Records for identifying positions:
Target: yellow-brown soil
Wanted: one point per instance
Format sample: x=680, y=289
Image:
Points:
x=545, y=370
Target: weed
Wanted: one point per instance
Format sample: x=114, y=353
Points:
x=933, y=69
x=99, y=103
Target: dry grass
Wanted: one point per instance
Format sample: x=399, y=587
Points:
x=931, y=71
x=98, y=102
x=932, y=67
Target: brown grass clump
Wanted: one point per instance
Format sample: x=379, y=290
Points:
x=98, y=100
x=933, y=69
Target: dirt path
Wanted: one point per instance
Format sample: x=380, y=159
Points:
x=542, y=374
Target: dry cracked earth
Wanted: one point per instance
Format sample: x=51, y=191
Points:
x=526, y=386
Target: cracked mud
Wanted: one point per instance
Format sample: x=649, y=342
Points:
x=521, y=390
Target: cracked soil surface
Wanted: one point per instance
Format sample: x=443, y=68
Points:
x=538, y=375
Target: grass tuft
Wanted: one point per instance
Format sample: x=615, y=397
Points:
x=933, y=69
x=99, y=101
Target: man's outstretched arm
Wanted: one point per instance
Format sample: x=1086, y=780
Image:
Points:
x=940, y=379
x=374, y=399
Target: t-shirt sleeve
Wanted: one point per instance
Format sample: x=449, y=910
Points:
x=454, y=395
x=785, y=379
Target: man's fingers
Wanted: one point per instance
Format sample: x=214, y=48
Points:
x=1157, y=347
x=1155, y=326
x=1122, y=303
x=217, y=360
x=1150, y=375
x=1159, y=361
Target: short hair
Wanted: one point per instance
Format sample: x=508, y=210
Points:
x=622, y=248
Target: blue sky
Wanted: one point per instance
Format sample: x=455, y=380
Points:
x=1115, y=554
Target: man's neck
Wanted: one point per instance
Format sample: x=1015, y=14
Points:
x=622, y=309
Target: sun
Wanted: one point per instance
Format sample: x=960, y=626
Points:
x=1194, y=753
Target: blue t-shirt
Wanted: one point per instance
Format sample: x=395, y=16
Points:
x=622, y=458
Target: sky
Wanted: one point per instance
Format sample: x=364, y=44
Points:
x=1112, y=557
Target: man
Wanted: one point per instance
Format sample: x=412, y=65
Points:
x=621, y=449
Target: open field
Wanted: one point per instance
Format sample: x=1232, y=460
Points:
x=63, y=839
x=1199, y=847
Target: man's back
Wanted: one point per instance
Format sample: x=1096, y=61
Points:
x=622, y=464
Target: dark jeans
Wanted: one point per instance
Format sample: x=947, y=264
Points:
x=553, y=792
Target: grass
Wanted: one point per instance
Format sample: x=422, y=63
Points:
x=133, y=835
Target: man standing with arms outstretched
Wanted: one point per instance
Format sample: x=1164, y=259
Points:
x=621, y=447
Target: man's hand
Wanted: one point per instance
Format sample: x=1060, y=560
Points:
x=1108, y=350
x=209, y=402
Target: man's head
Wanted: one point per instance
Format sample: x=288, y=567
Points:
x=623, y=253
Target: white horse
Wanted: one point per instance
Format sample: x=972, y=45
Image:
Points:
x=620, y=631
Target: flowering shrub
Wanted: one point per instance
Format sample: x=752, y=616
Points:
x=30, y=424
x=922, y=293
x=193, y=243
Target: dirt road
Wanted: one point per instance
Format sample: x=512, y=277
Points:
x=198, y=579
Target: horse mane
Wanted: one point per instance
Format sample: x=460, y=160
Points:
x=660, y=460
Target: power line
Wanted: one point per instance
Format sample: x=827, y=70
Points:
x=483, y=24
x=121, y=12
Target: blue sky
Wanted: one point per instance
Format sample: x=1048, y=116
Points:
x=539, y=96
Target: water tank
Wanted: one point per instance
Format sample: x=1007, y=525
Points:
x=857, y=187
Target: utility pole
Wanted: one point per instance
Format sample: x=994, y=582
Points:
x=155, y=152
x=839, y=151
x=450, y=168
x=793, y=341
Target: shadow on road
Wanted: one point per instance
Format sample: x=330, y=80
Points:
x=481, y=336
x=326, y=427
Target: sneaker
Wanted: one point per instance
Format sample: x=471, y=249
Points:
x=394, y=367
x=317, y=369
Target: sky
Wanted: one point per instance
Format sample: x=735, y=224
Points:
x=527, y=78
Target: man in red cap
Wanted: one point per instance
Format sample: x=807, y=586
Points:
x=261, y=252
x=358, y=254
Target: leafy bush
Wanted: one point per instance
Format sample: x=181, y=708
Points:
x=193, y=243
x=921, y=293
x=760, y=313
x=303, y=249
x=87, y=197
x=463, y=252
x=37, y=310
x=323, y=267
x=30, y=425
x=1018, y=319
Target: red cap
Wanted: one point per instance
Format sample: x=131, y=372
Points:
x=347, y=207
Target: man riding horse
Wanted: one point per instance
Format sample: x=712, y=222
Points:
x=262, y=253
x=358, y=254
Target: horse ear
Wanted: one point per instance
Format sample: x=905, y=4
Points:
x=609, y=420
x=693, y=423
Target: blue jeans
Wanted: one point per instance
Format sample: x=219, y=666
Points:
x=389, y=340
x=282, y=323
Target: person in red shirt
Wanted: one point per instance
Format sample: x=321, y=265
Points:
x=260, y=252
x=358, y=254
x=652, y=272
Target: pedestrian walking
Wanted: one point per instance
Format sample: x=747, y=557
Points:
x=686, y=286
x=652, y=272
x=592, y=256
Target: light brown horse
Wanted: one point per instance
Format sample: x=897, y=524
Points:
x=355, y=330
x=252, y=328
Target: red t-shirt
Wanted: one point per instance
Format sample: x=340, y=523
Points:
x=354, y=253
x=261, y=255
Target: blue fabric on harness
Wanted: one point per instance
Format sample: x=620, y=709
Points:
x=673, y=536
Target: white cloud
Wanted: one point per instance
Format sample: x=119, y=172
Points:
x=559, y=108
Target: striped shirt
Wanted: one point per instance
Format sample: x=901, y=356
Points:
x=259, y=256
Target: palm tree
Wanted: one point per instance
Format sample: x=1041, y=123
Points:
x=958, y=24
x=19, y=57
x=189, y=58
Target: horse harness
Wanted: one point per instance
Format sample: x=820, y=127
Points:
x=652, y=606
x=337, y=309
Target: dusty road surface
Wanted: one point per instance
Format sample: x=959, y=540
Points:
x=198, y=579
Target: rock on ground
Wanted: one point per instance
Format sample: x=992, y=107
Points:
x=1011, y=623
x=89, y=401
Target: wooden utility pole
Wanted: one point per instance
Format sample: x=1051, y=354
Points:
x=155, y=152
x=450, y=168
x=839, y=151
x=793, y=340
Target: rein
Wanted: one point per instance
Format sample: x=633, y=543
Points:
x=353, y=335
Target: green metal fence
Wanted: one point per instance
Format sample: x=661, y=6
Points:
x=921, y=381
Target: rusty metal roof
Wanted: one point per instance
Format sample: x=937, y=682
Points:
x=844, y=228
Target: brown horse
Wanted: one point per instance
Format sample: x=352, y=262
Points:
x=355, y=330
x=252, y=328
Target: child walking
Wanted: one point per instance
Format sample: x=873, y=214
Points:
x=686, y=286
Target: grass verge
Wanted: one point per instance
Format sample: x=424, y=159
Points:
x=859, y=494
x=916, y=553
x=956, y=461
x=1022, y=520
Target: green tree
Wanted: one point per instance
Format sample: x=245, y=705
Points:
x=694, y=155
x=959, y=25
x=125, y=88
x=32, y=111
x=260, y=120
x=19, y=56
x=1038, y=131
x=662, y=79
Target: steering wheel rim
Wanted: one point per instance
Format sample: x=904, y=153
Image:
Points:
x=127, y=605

Directive:
Retype every one of the lines above, matching each character precisely.

Task solution:
Target: yellow-brown soil
Wanted: one point per instance
Format sample: x=680, y=289
Image:
Points:
x=545, y=370
Target: weed
Wanted: one point per instance
Format sample: x=114, y=353
Points:
x=933, y=69
x=99, y=103
Target: dry grass
Wanted: one point per instance
Format sample: x=399, y=587
Points:
x=931, y=71
x=98, y=102
x=932, y=67
Target: brown grass clump
Wanted: one point per instance
Format sample: x=379, y=290
Points:
x=98, y=100
x=933, y=69
Target: dirt path
Wanted: one point per instance
Format sample: x=380, y=159
Points:
x=542, y=374
Target: dry cracked earth
Wanted: one point per instance
Format sample: x=51, y=191
Points:
x=526, y=386
Target: cracked mud
Wanted: one point per instance
Format sample: x=649, y=342
Points:
x=521, y=390
Target: cracked soil surface
Wanted: one point per instance
Format sample: x=443, y=68
Points:
x=538, y=375
Target: grass tuft
Wanted: one point per instance
Format sample: x=615, y=397
Points:
x=933, y=69
x=99, y=101
Target: man's outstretched arm
Wanted: one point per instance
Format sample: x=1086, y=780
Image:
Points:
x=940, y=379
x=374, y=399
Target: t-shirt sleeve
Wanted: one point per instance
Format sample: x=449, y=910
Points:
x=454, y=395
x=785, y=379
Target: man's fingers
Wanted: one point per instance
Format sample: x=214, y=48
Points:
x=1157, y=347
x=1155, y=326
x=1122, y=303
x=217, y=360
x=1150, y=375
x=1159, y=361
Target: short hair
Wanted: one point per instance
Format sample: x=508, y=210
Points:
x=622, y=248
Target: blue sky
Wanted: one point per instance
Format sample: x=455, y=380
Points:
x=1115, y=554
Target: man's neck
Wanted: one point per instance
Format sample: x=1015, y=14
Points:
x=622, y=309
Target: sun
Wanted: one point per instance
Format sample: x=960, y=626
Points:
x=1194, y=753
Target: blue t-shirt
Wanted: one point per instance
Format sample: x=395, y=16
Points:
x=622, y=458
Target: sky
Wanted: one point per instance
Format sample: x=364, y=44
Points:
x=1112, y=557
Target: man
Wanted: one point per instance
Format sample: x=412, y=65
Points:
x=621, y=449
Target: open field
Wanted: one point per instance
Format sample: x=1232, y=460
Points:
x=63, y=839
x=1199, y=847
Target: man's back
Wanted: one point per instance
Format sample: x=1096, y=61
Points:
x=622, y=464
Target: dark jeans
Wanted: one point per instance
Format sample: x=947, y=264
Points:
x=553, y=792
Target: grass
Wanted: one point per instance
Format sample: x=422, y=63
Points:
x=133, y=835
Target: man standing with arms outstretched
Wanted: one point per instance
Format sample: x=1164, y=259
Points:
x=621, y=447
Target: man's hand
Wanted: one point per instance
Format sample: x=1060, y=560
Points:
x=1108, y=350
x=209, y=402
Target: man's head
Wanted: one point per instance
Format sample: x=288, y=567
Points:
x=623, y=253
Target: white horse
Wanted: one point per instance
Format sample: x=972, y=45
Image:
Points:
x=620, y=631
Target: flowering shrub
Wanted: one point per instance
Format sample: x=752, y=616
Points:
x=30, y=424
x=922, y=293
x=193, y=243
Target: dirt road
Wanted: one point per instance
Format sample: x=512, y=277
Points:
x=198, y=579
Target: horse mane
Wanted: one point per instance
Format sample: x=460, y=160
Points:
x=660, y=460
Target: power line
Wanted: one point per instance
Format sample: x=827, y=70
Points:
x=483, y=24
x=121, y=12
Target: blue sky
Wanted: one point per instance
Format sample: x=1048, y=116
Points:
x=539, y=96
Target: water tank
Wanted: one point per instance
Format sample: x=1007, y=525
Points:
x=857, y=187
Target: utility pole
Wanted: one point per instance
Format sample: x=994, y=582
Points:
x=155, y=152
x=839, y=151
x=450, y=168
x=793, y=341
Target: shadow on road
Wanted: one point per instance
Format sample: x=330, y=80
Points:
x=481, y=336
x=326, y=427
Target: sneaker
Wanted: one point per instance
Format sample: x=471, y=249
Points:
x=394, y=367
x=317, y=369
Target: sky
Wanted: one point per instance
Format sample: x=735, y=224
Points:
x=527, y=78
Target: man in red cap
Wanted: one point per instance
Format sample: x=807, y=586
Points:
x=261, y=252
x=358, y=254
Target: leafy bush
Wanted: one point per instance
Format sample: x=181, y=708
Points:
x=193, y=243
x=921, y=293
x=760, y=313
x=303, y=249
x=87, y=197
x=463, y=252
x=37, y=310
x=323, y=267
x=30, y=425
x=1018, y=319
Target: red cap
Wanted: one point per instance
Format sample: x=131, y=372
Points:
x=347, y=207
Target: man riding horse
Wanted: one point per instance
Format sample: x=712, y=222
Points:
x=262, y=253
x=358, y=254
Target: horse ear
Wanted: one point per instance
Format sample: x=905, y=4
Points:
x=609, y=420
x=693, y=423
Target: blue jeans
Wanted: one point per instance
Format sample: x=219, y=666
Points:
x=389, y=340
x=282, y=323
Target: person in red shirt
Wanted: one point per instance
Format sample: x=321, y=265
Points:
x=260, y=252
x=358, y=254
x=652, y=272
Target: pedestrian walking
Wanted: one point per instance
Format sample: x=747, y=557
Points:
x=686, y=286
x=652, y=272
x=592, y=256
Target: light brown horse
Wanted: one point per instance
Format sample: x=897, y=524
Points:
x=355, y=330
x=252, y=328
Target: red t-shirt
Wanted: one point per instance
Format sample: x=340, y=523
Points:
x=354, y=253
x=261, y=255
Target: blue fabric on harness
Wanted: one point per instance
Format sample: x=620, y=709
Points:
x=673, y=536
Target: white cloud
Wanted: one point per instance
Format sample: x=119, y=172
Points:
x=559, y=108
Target: striped shirt
Wanted: one point per instance
Format sample: x=901, y=356
Points:
x=259, y=256
Target: palm tree
Wanted: one point per instance
Format sample: x=1041, y=123
Points:
x=958, y=24
x=19, y=57
x=189, y=58
Target: horse harness
Wanted: one point per instance
Format sample: x=820, y=127
Points:
x=652, y=606
x=337, y=309
Target: dusty road surface
Wanted: one point per instance
Format sample: x=959, y=540
Points:
x=198, y=579
Target: rock on ground
Wanted: one point per instance
Format sample: x=992, y=107
Points:
x=1011, y=623
x=89, y=401
Target: wooden utility pole
Wanted: one point per instance
Format sample: x=1051, y=354
Points:
x=155, y=152
x=450, y=168
x=839, y=151
x=793, y=340
Target: rein
Wanted: one point per instance
Format sample: x=633, y=543
Points:
x=353, y=335
Target: green metal fence
Wanted: one point per instance
Format sample: x=661, y=6
Points:
x=921, y=381
Target: rusty metal roof
Wanted: one point per instance
Format sample: x=937, y=682
Points:
x=844, y=228
Target: brown horse
Wanted: one point per instance
Format sample: x=352, y=262
Points:
x=355, y=330
x=252, y=328
Target: child walking
Wanted: one point per instance
Format sample: x=873, y=214
Points:
x=686, y=286
Target: grass verge
Wanted: one point per instance
Format sample: x=424, y=159
Points:
x=859, y=494
x=916, y=553
x=956, y=461
x=1022, y=520
Target: green tree
Wanted: one point per instance
Format sample: x=245, y=705
Points:
x=694, y=155
x=959, y=25
x=125, y=88
x=32, y=111
x=260, y=120
x=19, y=56
x=1038, y=131
x=662, y=79
Target: steering wheel rim
Wanted: one point per instance
Format sample: x=904, y=153
Image:
Points:
x=127, y=605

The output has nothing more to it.